Continue the article on model railroad layouts with striking scenery, picking up right after its final sentence.

* **Source text**:
....

Many model layouts these days have excellent scenery. Pizza layouts (as above) are particularly attractive for their urban or rural scenery. But there’s another set of layouts whose scenery is virtually a work of art… these layouts reach new heights of scenic expression and become remarkable as a result. (Sometimes the trains are nearly irrelevant, but that’s a discussion topic for a different page.) Here then are three layouts that are a delight to the eye, and—oh, yes—they have railroads in them too!
BAY FREIGHT DIVISION
By Greg Malinowski
Proving that present-day modelers are still capable of producing remarkable and memorable layouts, here’s Bay Freight Division, a 36in (90cm) HO circle that is appearing for the first time in these pages. Greg Malinowski premiered it just a few weeks ago at the 2010 Bay Area Prototype Modelers Meet in San Francisco, USA. It was greeted by an uproar of snaps, crackles and clicks from digital cameras, and an avalanche of praise and comment on the internet. And as you can see, it richly deserves all of that attention!

....

* **Raw data**:
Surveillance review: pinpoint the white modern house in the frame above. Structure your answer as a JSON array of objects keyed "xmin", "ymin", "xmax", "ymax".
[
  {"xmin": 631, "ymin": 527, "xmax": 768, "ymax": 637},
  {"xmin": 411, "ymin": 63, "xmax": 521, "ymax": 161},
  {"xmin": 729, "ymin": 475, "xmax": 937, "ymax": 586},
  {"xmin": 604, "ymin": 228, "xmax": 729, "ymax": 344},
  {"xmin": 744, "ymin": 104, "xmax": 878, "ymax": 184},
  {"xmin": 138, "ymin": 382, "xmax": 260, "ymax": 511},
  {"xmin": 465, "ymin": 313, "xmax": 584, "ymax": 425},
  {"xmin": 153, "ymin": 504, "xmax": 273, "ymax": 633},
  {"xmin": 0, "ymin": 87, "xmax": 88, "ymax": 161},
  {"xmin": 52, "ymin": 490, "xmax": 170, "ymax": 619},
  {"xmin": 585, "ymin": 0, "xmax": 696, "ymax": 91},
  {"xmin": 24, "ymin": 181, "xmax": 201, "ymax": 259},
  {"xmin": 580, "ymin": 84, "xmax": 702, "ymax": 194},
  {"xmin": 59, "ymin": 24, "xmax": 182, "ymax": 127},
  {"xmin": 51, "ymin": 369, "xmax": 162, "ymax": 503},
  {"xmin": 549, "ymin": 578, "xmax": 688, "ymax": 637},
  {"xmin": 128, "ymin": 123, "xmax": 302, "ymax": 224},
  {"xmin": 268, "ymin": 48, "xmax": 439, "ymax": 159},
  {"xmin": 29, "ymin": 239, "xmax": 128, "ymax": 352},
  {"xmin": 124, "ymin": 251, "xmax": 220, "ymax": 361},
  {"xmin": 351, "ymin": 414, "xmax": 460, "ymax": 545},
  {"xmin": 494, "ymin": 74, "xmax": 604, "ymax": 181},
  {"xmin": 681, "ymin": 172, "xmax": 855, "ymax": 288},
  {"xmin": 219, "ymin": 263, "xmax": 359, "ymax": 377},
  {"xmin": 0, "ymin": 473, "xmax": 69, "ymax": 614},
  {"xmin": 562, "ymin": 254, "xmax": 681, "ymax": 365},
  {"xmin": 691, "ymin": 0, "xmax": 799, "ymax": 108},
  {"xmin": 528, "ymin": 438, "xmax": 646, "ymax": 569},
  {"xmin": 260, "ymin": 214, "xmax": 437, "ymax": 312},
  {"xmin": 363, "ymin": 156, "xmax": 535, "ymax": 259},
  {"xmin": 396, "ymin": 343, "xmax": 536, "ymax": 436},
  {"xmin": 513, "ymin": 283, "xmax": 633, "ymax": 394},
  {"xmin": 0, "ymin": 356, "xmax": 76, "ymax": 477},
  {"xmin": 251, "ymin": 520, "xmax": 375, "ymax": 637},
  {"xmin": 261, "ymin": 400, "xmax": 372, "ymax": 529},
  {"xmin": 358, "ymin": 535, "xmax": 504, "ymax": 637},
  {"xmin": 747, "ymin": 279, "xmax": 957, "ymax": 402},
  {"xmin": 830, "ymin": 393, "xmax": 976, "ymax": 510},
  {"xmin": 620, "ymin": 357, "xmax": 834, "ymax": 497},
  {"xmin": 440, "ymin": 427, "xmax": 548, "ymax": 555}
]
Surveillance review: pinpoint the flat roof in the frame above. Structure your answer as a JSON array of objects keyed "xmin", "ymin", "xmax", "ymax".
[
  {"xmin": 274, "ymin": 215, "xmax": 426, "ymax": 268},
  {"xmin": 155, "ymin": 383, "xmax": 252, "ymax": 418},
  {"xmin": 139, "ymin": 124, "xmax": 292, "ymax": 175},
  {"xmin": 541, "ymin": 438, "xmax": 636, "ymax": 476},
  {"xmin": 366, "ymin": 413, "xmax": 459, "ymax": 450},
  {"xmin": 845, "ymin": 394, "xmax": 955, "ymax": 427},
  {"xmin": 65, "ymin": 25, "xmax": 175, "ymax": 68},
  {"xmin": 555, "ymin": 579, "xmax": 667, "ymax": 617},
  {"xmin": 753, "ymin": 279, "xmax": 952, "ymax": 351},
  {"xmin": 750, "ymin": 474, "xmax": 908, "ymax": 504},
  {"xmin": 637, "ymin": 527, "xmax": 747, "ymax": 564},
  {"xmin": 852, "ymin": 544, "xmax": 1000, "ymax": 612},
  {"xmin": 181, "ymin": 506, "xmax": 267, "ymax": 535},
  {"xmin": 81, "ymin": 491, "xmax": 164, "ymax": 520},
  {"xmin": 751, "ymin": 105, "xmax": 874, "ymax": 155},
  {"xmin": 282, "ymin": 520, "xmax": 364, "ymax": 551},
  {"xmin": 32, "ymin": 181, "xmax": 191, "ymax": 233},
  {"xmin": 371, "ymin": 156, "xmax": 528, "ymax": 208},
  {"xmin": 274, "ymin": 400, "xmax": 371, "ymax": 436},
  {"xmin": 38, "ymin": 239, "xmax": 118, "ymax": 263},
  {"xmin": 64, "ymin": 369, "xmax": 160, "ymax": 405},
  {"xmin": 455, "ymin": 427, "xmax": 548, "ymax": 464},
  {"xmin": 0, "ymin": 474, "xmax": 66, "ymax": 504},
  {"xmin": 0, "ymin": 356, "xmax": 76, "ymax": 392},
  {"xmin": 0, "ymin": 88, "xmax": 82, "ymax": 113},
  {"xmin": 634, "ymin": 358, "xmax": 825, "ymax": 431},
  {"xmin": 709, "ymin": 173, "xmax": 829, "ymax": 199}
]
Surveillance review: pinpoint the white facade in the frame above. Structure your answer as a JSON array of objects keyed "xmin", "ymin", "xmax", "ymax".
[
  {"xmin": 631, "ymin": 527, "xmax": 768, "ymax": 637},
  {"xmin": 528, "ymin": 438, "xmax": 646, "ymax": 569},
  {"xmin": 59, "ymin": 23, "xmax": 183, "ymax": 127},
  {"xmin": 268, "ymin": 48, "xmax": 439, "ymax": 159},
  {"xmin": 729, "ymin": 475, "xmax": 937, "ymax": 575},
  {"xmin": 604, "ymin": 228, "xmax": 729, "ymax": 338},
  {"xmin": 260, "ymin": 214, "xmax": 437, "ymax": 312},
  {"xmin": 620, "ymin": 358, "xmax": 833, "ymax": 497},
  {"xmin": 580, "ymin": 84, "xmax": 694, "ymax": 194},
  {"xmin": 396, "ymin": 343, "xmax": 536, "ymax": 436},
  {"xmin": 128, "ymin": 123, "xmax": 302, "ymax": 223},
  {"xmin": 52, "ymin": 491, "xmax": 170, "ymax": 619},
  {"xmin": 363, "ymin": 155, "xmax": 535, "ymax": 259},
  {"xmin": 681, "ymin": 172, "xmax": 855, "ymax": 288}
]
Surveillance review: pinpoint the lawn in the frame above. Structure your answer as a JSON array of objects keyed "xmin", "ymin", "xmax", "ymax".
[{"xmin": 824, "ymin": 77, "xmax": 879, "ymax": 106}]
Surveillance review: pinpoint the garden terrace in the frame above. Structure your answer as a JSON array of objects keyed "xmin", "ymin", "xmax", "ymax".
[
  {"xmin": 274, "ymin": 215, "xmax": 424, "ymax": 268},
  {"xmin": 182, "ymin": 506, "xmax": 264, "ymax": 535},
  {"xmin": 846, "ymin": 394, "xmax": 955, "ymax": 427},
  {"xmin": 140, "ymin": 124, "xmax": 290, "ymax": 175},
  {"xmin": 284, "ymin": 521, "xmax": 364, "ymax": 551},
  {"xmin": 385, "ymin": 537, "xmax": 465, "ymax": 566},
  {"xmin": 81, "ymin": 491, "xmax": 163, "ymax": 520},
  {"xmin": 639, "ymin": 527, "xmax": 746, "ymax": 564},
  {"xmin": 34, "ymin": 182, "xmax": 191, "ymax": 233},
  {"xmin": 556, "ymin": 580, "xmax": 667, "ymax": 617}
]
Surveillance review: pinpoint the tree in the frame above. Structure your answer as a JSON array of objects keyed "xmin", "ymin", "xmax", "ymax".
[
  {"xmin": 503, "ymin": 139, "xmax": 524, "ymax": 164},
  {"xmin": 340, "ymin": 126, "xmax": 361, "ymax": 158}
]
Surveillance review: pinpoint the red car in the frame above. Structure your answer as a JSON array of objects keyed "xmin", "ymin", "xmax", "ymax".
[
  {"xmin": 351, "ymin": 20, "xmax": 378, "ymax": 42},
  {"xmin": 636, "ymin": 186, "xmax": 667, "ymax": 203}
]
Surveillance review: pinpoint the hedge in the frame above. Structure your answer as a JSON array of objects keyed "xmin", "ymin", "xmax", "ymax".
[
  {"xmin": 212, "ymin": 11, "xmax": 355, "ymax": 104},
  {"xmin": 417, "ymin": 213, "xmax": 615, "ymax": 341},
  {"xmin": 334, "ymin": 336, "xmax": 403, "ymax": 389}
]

....

* **In response**:
Just for the record, the layout is an inverted figure eight, with the inner loop getting down to about a 12-inch radius, hidden inside the brilliantly caricatured factory structure. The train is just slightly shorter than the circumference of the inner loop, so that as the locomotive appears from the doorway at the left of the loading area, it hits the crossing just in time to miss the caboose, which is about to enter the right-hand doorway. You can see all this eye candy and heart-pounding action at this You Tube video. (These still photos are all by Harry Wong, kindly forwarded to me by Gordon Werner.)
POTTER & KLAYMAN
By Ian Campbell
Not surprisingly, landscape artists tend to use urban scenery for their small-layout projects. After all, a city scene packs more details into a given space because it’s highly compressed in reality (urban real estate is expensive!). In any event, here’s another sculptural work of art that was designed as an urban industrial scene (a pottery factory) in Gn15 scale (1:24 on 16.5mm gauge). Ian Campbell, from Ontario, Canada, designed Potter & Klayman as a piece of sculpture with a railroad in it. In fact, there’s some evidence that a train has never been run on these tracks!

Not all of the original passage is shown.